__Problem statement__
The records below must be copied out completely and exactly.

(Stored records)
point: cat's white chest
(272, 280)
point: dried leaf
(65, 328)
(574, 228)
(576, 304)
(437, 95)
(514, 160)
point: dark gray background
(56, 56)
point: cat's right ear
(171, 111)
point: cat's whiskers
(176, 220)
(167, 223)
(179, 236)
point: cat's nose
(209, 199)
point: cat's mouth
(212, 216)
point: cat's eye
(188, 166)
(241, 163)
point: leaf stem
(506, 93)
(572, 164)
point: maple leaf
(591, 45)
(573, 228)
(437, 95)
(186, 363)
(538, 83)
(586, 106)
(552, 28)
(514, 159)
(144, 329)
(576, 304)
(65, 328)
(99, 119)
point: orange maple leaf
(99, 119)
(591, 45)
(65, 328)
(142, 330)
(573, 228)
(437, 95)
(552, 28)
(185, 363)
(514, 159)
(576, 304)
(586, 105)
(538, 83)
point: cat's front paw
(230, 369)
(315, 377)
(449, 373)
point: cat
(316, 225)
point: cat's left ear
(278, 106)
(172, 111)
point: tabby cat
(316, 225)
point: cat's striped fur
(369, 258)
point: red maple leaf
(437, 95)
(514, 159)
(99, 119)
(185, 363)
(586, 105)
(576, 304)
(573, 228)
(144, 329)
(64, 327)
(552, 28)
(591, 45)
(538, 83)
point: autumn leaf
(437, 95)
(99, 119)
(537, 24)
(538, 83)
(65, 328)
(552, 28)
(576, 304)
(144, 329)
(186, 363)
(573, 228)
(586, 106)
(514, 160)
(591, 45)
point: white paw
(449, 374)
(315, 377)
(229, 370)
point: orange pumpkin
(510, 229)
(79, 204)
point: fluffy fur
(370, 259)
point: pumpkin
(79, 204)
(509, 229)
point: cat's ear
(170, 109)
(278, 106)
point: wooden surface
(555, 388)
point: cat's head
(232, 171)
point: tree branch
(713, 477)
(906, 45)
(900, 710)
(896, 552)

__Result of this task__
point: cat's white chest
(272, 280)
point: dried leaf
(65, 328)
(574, 228)
(576, 304)
(437, 95)
(514, 160)
point: dark gray background
(56, 56)
point: cat's right ear
(171, 111)
point: cat's whiskers
(176, 220)
(167, 223)
(179, 236)
point: cat's nose
(209, 199)
point: cat's mouth
(212, 216)
point: cat's eye
(188, 166)
(241, 163)
point: leaf stem
(506, 93)
(572, 164)
point: maple leaf
(591, 45)
(573, 228)
(437, 95)
(186, 363)
(538, 83)
(586, 106)
(552, 28)
(514, 159)
(144, 329)
(576, 304)
(65, 328)
(99, 119)
point: orange maple leaf
(99, 119)
(591, 45)
(65, 328)
(142, 330)
(573, 228)
(437, 95)
(552, 28)
(185, 363)
(514, 159)
(576, 304)
(586, 105)
(538, 83)
point: cat's front paw
(230, 369)
(315, 377)
(449, 373)
point: cat
(316, 225)
point: cat's left ear
(278, 106)
(172, 111)
point: tabby cat
(316, 225)
point: cat's striped fur
(369, 258)
point: red maple leaf
(437, 95)
(514, 159)
(99, 119)
(185, 363)
(586, 105)
(576, 304)
(573, 228)
(144, 329)
(64, 327)
(552, 28)
(591, 45)
(538, 83)
point: autumn leaf
(437, 95)
(99, 119)
(537, 24)
(538, 83)
(65, 328)
(552, 28)
(576, 304)
(144, 329)
(186, 363)
(573, 228)
(586, 106)
(514, 160)
(591, 45)
point: white paw
(449, 374)
(315, 377)
(229, 370)
point: orange pumpkin
(510, 229)
(79, 204)
point: fluffy fur
(370, 259)
point: pumpkin
(79, 204)
(509, 229)
point: cat's ear
(170, 109)
(278, 106)
point: wooden surface
(555, 388)
point: cat's head
(232, 171)
point: tree branch
(713, 477)
(906, 45)
(900, 710)
(896, 552)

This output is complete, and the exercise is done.